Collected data

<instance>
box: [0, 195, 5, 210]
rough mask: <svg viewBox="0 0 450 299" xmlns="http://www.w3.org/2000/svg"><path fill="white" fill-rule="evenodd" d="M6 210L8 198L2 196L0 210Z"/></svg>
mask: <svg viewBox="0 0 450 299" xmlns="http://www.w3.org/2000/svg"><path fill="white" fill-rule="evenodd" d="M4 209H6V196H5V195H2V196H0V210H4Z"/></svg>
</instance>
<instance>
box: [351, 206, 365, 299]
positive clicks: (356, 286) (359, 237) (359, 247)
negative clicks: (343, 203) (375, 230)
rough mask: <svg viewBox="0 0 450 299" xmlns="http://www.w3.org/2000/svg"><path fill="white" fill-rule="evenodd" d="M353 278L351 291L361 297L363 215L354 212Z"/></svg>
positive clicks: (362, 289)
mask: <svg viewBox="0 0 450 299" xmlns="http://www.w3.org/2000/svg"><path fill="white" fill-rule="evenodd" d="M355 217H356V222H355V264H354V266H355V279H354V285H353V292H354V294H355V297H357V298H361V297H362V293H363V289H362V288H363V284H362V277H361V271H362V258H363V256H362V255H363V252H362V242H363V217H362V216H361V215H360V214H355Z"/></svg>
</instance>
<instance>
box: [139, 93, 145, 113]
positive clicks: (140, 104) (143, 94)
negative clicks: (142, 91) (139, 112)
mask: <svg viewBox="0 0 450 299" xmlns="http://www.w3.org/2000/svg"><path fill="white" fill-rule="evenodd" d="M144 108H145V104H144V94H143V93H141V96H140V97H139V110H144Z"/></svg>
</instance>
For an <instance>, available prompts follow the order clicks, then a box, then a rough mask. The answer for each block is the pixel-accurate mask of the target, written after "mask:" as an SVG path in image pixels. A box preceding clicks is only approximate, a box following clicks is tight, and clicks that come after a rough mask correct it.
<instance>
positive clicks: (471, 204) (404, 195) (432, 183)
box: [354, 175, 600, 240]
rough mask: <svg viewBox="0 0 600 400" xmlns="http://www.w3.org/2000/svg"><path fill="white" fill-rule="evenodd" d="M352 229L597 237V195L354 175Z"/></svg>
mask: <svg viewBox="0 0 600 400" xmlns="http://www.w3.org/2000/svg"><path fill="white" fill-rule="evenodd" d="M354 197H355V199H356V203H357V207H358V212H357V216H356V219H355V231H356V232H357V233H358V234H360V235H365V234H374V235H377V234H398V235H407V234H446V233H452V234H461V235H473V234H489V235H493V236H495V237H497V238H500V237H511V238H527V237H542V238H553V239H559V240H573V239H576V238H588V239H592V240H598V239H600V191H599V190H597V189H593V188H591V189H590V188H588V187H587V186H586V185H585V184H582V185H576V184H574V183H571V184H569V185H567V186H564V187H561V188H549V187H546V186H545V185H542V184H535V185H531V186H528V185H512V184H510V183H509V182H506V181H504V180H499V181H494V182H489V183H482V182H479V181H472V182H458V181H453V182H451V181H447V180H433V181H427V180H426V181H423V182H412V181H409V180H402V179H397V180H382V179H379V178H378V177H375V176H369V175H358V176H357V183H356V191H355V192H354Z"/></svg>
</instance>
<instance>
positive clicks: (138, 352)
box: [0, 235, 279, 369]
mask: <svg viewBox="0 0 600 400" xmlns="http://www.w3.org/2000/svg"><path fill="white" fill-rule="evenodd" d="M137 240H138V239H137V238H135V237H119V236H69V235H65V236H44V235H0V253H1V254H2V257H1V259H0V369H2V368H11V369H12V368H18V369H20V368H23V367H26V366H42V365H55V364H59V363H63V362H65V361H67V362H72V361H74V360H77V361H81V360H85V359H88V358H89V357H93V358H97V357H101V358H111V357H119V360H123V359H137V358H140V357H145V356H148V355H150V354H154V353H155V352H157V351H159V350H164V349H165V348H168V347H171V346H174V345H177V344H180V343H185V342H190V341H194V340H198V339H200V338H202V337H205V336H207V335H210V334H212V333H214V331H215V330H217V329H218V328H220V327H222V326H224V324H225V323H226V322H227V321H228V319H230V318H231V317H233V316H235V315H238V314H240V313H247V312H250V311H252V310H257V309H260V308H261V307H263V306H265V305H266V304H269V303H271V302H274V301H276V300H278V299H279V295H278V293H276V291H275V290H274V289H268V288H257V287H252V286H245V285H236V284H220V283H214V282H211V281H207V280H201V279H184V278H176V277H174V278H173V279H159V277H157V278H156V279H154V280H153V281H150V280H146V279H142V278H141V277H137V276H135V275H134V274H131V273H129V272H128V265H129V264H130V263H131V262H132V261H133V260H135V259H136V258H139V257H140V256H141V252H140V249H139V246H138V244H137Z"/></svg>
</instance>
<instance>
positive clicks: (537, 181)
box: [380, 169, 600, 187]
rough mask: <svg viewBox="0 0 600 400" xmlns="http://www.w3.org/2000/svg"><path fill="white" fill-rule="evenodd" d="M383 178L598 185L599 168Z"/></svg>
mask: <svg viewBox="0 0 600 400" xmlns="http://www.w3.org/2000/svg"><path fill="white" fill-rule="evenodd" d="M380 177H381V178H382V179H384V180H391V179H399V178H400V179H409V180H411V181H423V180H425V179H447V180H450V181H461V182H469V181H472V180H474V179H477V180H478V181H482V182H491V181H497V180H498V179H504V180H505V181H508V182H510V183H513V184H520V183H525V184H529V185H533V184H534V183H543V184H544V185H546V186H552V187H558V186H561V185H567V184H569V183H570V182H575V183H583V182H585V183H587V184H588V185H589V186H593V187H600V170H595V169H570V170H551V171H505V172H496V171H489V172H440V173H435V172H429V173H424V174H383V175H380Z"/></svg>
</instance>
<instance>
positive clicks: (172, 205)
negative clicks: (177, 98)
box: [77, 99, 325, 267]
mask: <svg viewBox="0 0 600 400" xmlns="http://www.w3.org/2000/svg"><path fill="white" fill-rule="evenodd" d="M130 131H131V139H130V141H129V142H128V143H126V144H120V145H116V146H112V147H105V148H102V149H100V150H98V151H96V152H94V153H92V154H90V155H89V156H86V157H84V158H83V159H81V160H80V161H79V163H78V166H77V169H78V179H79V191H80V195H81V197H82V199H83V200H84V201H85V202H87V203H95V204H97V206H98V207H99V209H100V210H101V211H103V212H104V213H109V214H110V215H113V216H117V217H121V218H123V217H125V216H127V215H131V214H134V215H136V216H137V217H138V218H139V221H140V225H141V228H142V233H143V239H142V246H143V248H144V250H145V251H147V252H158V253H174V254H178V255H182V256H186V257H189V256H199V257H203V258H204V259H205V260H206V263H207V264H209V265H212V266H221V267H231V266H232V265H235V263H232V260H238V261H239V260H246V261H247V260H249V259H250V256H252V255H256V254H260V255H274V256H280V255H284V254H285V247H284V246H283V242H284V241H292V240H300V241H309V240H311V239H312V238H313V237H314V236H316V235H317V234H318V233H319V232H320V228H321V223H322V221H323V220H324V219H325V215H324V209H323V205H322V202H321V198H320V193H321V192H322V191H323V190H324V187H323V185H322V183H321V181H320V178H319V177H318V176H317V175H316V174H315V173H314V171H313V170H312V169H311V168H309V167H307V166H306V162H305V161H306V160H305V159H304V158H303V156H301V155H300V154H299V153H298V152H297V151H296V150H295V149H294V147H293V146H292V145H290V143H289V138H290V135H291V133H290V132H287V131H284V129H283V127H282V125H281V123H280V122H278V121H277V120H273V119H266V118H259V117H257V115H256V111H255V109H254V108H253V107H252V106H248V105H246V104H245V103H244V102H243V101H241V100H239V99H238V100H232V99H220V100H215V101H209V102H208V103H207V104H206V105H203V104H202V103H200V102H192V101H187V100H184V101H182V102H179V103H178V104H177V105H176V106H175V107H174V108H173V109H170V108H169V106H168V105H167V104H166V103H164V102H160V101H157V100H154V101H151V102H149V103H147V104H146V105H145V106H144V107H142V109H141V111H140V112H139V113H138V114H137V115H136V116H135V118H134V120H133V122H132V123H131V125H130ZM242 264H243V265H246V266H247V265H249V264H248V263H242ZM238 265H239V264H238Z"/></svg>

...

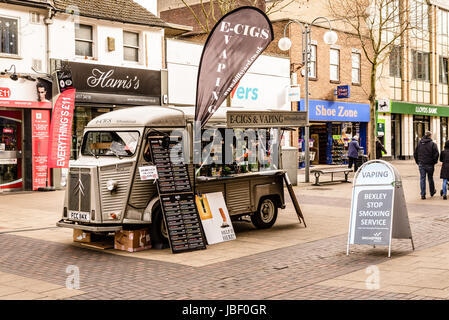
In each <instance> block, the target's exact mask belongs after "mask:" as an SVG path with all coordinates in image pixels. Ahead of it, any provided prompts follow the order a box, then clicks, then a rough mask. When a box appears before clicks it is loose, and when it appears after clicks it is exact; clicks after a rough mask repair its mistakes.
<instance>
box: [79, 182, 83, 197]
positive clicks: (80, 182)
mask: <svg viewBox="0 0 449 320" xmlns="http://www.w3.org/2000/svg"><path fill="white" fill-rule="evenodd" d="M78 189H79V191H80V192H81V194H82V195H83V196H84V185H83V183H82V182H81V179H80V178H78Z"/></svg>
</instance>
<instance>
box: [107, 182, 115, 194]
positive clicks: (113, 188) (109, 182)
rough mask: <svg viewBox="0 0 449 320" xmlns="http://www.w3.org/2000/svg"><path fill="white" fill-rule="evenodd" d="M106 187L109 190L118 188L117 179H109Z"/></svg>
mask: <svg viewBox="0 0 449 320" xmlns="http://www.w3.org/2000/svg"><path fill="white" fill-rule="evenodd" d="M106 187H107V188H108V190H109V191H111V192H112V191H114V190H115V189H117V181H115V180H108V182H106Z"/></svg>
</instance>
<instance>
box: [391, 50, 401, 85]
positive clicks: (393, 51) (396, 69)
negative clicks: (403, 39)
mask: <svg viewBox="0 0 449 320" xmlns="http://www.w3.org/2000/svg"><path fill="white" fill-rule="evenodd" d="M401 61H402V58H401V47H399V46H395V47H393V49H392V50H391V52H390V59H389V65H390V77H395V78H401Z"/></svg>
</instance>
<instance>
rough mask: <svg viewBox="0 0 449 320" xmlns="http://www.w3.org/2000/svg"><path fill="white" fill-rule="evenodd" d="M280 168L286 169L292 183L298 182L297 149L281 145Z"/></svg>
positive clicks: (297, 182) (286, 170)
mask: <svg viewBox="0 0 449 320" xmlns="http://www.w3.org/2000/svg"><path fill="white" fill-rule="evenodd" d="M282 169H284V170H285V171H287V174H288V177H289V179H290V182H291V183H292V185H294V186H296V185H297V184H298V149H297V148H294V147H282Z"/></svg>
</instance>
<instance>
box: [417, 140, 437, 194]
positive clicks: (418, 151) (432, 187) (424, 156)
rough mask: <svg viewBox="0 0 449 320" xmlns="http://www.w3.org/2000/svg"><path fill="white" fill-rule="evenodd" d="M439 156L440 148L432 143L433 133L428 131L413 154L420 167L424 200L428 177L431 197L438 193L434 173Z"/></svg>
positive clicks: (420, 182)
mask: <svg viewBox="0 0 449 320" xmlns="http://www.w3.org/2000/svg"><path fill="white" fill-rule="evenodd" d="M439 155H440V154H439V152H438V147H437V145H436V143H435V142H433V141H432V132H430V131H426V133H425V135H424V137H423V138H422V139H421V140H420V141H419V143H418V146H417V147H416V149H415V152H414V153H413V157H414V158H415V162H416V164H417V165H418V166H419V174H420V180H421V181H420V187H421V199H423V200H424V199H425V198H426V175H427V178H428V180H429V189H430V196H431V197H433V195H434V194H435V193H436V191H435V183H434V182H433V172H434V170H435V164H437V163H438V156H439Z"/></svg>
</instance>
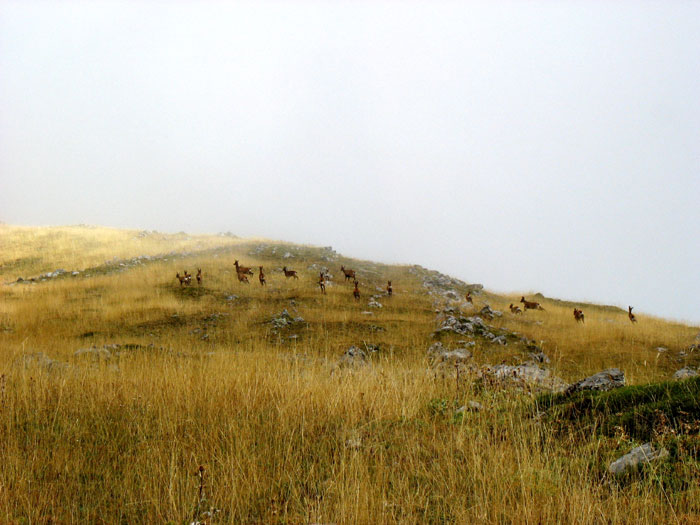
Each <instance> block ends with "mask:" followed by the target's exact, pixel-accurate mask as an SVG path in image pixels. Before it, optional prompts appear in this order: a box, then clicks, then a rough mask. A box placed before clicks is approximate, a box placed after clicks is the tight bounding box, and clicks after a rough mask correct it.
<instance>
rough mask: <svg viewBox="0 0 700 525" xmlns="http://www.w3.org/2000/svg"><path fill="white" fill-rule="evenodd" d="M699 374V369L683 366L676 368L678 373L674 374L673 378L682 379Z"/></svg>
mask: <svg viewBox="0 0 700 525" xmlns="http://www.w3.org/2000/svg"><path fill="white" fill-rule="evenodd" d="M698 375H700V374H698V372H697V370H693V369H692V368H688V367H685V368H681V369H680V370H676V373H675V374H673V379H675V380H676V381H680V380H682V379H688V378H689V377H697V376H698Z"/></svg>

**Your assignment**
Please count the lines above that contain the word "accurate" and reply with the number alone.

**Answer space**
2